== JOB 1 ==
Write out the section of the childhood travel memoir below that starts at the words "Our first trip" and stops after the words "cover of darkness.".
== JOB 2 ==
Write the next part of the childhood travel memoir below, starting after its final sentence.

== EXTRACT TO READ ==

......

Lottie
Dad was extraordinary – unique, remarkable, curious, visionary – and in so being, he gifted us an extraordinary childhood. He was adventurous, an explorer, and nowhere was off limits – the more inaccessible the place, the more fascinated he was. His working life across Africa and the Indian subcontinent allowed him to travel widely, and he often took us with him.
A good chunk of our childhood was therefore spent in a long-wheelbase Land Rover, bouncing on a wheel arch, or squished into the footwell. Throw a mattress into the back and you have a family holiday. As you can imagine, the roads to remote destinations are challenging, even perilous at times. But while there are roads that even trusty Land Rovers draw the line at, turning back was not in Dad’s vocabulary – to the rescue would come a bullock cart, or an overcrowded bus, and on we’d go.
His curiosity was unbound by such prosaic concepts as safety and practicality, and so we went to places very few others did.
Our first trip to India in the mid 1970’s was to Kashmir, where we stayed on a houseboat and took shikara boat rides through floating gardens. We travelled up into the hills so Dad could go fishing amongst the apricot trees; his guide, a man who had lost his nose to a bear.
Because of Dad, we have seen the sun rise over Mount Everest, near Darjeeling, where, in earlier years he had worked as a tea planter. We watched from Tiger Hill; it was bloody freezing. The coldest place on earth.
He took us to Sikkim, in Northeastern India, which borders with Tibet. We were the only people staying in the large hotel and visited a monastery over the Buddhist New Year.
We stayed in The Grand Hotel in Rangoon, a relic of the British Raj. From here we travelled up country into a restricted zone to visit a project, leaving and returning under the cover of darkness.
We stayed with the King and Queen of the Mongs, a tribe in the hill tracts on the Burmese/Bangladeshi border. Another restricted area, requiring passes to visit. We ran barefoot through rivers and mud with the local children, rode on elephants and all slept together in the most enormous bed imaginable.

......

== SUPPLIED DATA ==

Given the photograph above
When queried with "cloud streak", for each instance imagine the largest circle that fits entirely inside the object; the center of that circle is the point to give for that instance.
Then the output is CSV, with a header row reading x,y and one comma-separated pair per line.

......

== REPLY 1 ==
Our first trip to India in the mid 1970’s was to Kashmir, where we stayed on a houseboat and took shikara boat rides through floating gardens. We travelled up into the hills so Dad could go fishing amongst the apricot trees; his guide, a man who had lost his nose to a bear.
Because of Dad, we have seen the sun rise over Mount Everest, near Darjeeling, where, in earlier years he had worked as a tea planter. We watched from Tiger Hill; it was bloody freezing. The coldest place on earth.
He took us to Sikkim, in Northeastern India, which borders with Tibet. We were the only people staying in the large hotel and visited a monastery over the Buddhist New Year.
We stayed in The Grand Hotel in Rangoon, a relic of the British Raj. From here we travelled up country into a restricted zone to visit a project, leaving and returning under the cover of darkness.

== REPLY 2 ==
He took us to Lake Turkana in Northern Kenya. A sparsely populated area and the largest permanent desert lake in the world. A major breeding ground for Nile crocodiles, hippo and many venomous snakes, a harsh and astonishing environment.
And the intrepid trip to Ladakh with me when I was ten. A 24 hour bus journey up a treacherous winding single track mountain road. Hurtling along, the driver entrusted our safety to Allah, so too did we as we observed carcasses of buses down below, and prayed no vehicle was heading towards us from above. From Leh we trekked on ponies, further into the mountains and stayed in a house guarded by a rabid dog. The dog was held back by jamming a stick into its mouth so that we could run past. Terrifying for an anxious ten year old child, but Dad as always took it in his stride.
It seemed to us that Dad was frightened of nothing. His demeanour as he drove us away from a charging rhino – he liked to see how close he could get to dangerous animals – betrayed much less panic than when we were going to make him late for church, or, more latterly, when he wasn’t able to check his emails.
He calmly – blithely, perhaps – marched us into adventure. He may not have been fearful – but we were! As the eldest, I was terrified. Harriet says she always knew he’d get us out safely – Jo says she didn’t know anything of the sort. Cassie had the blissful ignorance of youth.
There were many nights of terror, sleeping in tents in the African bush, with insects the size of rodents flying clumsily into us, and hippos snuffling and snorting on the other side of the canvas. We would lie awake, anxious, as we listened to the banging of saucepans by the night watchmen as they scared away the advancing elephants.
On one outing, Dad hopped out of the car to go and look for crocodiles in the river Athi, leaving us trembling with fear. Would he be snatched by one of these formidable beasts and never be seen again?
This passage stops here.